Work to be completed:
Copy each line of the data beneath in which the word "falcon" appears.

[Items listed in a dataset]
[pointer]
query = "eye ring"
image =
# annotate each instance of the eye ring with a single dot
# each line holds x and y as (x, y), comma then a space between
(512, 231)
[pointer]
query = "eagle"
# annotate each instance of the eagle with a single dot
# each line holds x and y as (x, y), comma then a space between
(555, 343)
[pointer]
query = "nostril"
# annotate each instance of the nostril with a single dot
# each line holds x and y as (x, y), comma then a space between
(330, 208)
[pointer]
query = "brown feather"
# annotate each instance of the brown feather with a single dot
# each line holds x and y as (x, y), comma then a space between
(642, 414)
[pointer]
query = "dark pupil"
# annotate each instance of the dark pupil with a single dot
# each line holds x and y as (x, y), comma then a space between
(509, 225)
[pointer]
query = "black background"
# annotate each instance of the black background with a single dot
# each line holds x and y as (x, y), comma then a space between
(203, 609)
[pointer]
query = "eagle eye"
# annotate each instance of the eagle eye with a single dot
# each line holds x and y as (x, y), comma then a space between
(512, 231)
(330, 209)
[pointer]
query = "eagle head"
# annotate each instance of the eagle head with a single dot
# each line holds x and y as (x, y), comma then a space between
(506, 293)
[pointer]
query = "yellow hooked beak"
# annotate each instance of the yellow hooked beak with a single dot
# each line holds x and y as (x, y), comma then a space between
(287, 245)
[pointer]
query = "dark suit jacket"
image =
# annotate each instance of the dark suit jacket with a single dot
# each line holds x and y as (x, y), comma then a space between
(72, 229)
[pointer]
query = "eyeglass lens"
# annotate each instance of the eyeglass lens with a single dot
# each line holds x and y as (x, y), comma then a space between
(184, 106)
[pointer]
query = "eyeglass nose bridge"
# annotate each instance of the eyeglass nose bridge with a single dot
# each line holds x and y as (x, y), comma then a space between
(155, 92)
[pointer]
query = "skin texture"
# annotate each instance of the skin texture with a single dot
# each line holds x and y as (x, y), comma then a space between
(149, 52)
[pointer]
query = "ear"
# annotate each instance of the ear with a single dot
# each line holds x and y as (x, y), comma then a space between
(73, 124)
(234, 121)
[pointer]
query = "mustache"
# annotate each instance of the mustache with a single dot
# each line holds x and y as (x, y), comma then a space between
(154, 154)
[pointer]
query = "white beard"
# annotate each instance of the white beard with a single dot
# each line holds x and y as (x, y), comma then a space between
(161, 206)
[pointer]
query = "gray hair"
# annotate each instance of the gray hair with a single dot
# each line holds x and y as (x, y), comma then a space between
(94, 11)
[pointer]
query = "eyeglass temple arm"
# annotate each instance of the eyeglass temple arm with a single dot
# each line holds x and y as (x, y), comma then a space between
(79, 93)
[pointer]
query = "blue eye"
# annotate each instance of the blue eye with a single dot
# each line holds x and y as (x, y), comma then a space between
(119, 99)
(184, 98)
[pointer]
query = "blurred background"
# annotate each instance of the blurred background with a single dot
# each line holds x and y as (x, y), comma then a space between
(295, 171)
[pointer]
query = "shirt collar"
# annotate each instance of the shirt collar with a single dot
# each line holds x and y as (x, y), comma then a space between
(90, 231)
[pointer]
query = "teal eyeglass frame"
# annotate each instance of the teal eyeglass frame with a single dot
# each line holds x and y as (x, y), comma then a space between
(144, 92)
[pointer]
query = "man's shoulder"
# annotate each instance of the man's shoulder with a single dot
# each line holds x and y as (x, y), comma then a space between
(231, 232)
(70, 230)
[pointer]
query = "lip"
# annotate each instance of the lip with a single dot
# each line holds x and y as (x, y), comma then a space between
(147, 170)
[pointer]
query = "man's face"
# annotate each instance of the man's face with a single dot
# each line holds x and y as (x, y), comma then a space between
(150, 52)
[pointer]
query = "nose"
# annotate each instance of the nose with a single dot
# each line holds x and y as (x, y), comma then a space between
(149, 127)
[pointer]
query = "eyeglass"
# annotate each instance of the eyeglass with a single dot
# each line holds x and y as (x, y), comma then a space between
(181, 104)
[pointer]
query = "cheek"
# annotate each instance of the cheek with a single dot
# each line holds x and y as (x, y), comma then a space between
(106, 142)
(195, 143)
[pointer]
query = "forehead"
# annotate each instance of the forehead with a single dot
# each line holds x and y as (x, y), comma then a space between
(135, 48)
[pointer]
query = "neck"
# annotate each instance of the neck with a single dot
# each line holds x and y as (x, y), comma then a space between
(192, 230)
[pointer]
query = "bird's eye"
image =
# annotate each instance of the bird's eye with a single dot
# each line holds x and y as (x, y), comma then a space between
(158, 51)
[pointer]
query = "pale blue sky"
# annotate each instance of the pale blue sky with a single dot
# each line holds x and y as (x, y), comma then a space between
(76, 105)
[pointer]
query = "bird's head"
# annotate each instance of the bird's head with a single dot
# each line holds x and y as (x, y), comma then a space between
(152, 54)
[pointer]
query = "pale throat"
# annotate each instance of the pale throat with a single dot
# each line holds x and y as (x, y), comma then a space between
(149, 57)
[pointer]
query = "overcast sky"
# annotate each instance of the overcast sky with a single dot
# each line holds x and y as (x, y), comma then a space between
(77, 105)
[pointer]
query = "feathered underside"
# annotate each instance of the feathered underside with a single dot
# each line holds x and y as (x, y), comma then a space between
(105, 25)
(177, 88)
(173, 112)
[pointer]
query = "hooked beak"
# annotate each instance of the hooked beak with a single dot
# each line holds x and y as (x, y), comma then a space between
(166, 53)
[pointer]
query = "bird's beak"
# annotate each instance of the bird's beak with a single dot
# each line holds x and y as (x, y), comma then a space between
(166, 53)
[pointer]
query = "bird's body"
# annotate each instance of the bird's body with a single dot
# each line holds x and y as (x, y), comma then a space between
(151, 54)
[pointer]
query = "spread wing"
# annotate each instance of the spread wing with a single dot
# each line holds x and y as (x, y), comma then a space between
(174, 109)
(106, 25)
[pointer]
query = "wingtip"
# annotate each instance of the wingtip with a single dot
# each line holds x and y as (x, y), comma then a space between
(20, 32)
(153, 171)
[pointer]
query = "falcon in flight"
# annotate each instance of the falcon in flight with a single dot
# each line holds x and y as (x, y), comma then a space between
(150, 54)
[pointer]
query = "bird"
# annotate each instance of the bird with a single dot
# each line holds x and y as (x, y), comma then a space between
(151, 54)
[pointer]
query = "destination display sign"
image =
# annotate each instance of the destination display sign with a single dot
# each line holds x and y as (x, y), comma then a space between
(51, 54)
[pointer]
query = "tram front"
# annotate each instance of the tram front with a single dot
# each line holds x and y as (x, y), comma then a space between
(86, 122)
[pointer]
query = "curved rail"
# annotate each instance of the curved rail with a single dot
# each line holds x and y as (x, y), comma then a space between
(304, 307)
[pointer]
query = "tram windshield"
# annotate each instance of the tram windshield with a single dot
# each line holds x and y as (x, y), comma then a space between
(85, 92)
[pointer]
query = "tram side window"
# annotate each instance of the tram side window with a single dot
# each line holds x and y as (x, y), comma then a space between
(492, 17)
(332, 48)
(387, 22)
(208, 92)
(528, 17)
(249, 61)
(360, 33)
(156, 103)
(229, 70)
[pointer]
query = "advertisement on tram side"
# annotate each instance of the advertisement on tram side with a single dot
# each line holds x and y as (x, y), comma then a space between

Expected answer:
query = "falcon in flight"
# annotate each instance of the falcon in flight with a single dot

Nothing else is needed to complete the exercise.